_Stated task A_
Pull out every line of the listing that contains the string "fill", matching case exactly.

_Reading text_
+ + + + +
So don’t waste any time. Tomorrow DTF will be up and running, kicking off with some extraordinary productions. According to Artistic Director, Willie White:

‘We are very excited to be marking 60 years of Dublin Theatre Festival with a diverse programme of contemporary Irish and international theatre which showcases the next generation of theatre talent alongside celebrated artists. Since our first edition 60 years ago, Ireland has changed profoundly and Irish theatre has been transformed along with it. Festival programmes have followed, and often catalysed, that change. This festival embraces the breadth of contemporary Irish theatre and celebrates the particular energy that comes from so many new works having their world premieres alongside each other, accompanied by outstanding international productions. While I expect that festival performances will engage, provoke and entertain, I hope that they may also give audiences an opportunity to reflect on the values of empathy, generosity and solidarity, which are currently under such pressure globally. The programme is aimed at all ages and devised to appeal to those attending for the very first time as well as seasoned theatregoers. Initiatives we are undertaking this year will see hundreds of people attending a festival production for the first time as we believe that creating the widest access possible to arts and culture is key to a confident, creative Ireland.’

Look forward to seeing you at the celebrations!
+ + + + +
_Stated task B_
In the passage about Dublin Theatre Festival, who is named as the Artistic Director?

_Exercise data_
+ + + + +
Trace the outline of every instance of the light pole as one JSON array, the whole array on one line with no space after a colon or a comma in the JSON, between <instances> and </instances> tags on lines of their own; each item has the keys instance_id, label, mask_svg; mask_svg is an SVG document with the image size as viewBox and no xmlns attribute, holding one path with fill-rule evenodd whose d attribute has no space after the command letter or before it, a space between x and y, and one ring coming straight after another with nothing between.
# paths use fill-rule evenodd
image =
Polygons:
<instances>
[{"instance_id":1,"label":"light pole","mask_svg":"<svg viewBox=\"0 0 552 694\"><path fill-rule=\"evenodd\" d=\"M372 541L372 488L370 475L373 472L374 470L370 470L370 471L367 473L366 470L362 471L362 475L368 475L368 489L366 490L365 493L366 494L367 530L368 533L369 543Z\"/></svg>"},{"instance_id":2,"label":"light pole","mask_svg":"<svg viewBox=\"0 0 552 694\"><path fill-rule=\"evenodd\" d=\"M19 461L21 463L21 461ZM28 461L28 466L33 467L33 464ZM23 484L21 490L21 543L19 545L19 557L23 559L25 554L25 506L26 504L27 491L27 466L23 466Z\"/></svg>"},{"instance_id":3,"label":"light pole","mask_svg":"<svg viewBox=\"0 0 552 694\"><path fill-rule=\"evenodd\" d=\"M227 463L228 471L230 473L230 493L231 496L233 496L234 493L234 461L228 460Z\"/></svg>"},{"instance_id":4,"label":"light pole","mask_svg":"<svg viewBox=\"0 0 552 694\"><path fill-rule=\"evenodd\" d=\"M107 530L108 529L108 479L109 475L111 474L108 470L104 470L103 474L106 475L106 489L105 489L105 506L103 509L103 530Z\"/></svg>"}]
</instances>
+ + + + +
_Reply A_
Trace the outline of every instance of the light pole as one JSON array, the whole array on one line with no space after a colon or a comma in the JSON, between <instances> and </instances> tags on lines of their own; each item has the keys instance_id, label, mask_svg; mask_svg is an SVG document with the image size as viewBox and no xmlns attribute, holding one path with fill-rule evenodd whose d attribute has no space after the command letter or before it, a space between x and y, and one ring coming straight after another with nothing between.
# paths use fill-rule evenodd
[{"instance_id":1,"label":"light pole","mask_svg":"<svg viewBox=\"0 0 552 694\"><path fill-rule=\"evenodd\" d=\"M372 541L372 488L370 475L373 472L374 470L370 470L370 471L367 473L366 470L362 471L362 475L368 475L368 489L366 490L365 493L366 494L367 530L368 533L369 543Z\"/></svg>"},{"instance_id":2,"label":"light pole","mask_svg":"<svg viewBox=\"0 0 552 694\"><path fill-rule=\"evenodd\" d=\"M19 461L21 463L21 461ZM28 461L28 466L33 467L33 464ZM23 484L21 490L21 543L19 545L19 557L23 559L25 554L25 506L26 504L27 491L27 466L23 466Z\"/></svg>"},{"instance_id":3,"label":"light pole","mask_svg":"<svg viewBox=\"0 0 552 694\"><path fill-rule=\"evenodd\" d=\"M227 463L228 471L230 473L230 493L231 496L233 496L234 493L234 461L228 460Z\"/></svg>"},{"instance_id":4,"label":"light pole","mask_svg":"<svg viewBox=\"0 0 552 694\"><path fill-rule=\"evenodd\" d=\"M107 530L108 529L108 479L109 475L111 474L108 470L104 470L103 474L106 475L106 489L105 489L105 506L103 509L103 530Z\"/></svg>"}]

_Reply B_
Willie White.